Task:
Rewrite the entries below with "top-left corner" changed to "upper-left corner" everywhere it occurs, keeping every other character as it is.

Supplied entries:
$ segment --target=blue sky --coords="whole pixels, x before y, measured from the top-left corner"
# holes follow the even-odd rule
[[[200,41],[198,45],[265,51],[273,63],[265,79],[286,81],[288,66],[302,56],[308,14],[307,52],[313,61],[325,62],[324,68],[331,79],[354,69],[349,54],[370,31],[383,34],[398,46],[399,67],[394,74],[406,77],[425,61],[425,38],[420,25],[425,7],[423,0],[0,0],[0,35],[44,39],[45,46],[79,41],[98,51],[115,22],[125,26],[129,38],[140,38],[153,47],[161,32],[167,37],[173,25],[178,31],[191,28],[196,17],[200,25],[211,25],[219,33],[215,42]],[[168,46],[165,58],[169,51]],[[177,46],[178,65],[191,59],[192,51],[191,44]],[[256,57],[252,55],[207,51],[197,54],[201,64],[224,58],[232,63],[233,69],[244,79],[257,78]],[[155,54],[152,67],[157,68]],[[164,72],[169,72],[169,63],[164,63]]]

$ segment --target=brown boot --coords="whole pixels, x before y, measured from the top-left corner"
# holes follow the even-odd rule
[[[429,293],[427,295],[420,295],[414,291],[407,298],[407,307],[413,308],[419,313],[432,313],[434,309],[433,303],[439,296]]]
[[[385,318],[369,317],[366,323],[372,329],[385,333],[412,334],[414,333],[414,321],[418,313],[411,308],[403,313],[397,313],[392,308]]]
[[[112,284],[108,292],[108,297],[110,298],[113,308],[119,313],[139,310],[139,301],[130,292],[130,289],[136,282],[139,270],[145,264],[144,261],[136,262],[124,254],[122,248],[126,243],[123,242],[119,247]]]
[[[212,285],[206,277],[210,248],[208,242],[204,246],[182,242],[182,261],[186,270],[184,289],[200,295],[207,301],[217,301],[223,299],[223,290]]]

Task result:
$ segment --target=blue sky --coords="whole pixels, x before y, measured from the upper-left corner"
# holes follow the even-odd rule
[[[200,41],[198,45],[265,51],[273,63],[265,79],[286,81],[288,66],[302,56],[308,14],[307,52],[313,61],[325,62],[324,68],[331,79],[354,69],[349,54],[370,31],[383,34],[398,46],[399,67],[394,74],[406,77],[425,61],[425,38],[420,25],[425,7],[423,0],[0,0],[0,35],[44,39],[45,46],[79,41],[98,51],[115,22],[125,26],[129,38],[140,38],[153,47],[161,32],[167,37],[173,25],[178,31],[191,28],[196,17],[200,25],[211,25],[219,33],[215,42]],[[168,46],[165,58],[169,51]],[[177,46],[178,65],[191,59],[192,51],[191,44]],[[256,57],[252,55],[207,51],[197,54],[201,64],[224,58],[232,63],[233,69],[244,79],[257,78]],[[155,54],[152,67],[157,68]],[[164,72],[169,72],[169,63],[164,63]]]

$ segment --target=brown boot --coords="whole pixels, x before y, measured from the upper-left corner"
# holes follow the even-odd rule
[[[429,293],[427,295],[420,295],[414,291],[407,298],[407,307],[413,308],[419,313],[432,313],[434,309],[433,303],[439,296]]]
[[[385,318],[369,317],[366,323],[372,329],[385,333],[412,334],[414,333],[414,321],[418,313],[411,308],[403,313],[397,313],[392,308]]]
[[[112,284],[108,292],[108,297],[110,298],[113,308],[119,313],[139,310],[139,301],[130,292],[130,289],[136,282],[139,270],[145,264],[144,261],[136,262],[124,254],[122,248],[126,243],[123,242],[119,247]]]
[[[212,285],[206,277],[210,248],[208,242],[204,246],[182,242],[182,261],[186,270],[184,289],[200,295],[207,301],[217,301],[223,299],[223,290]]]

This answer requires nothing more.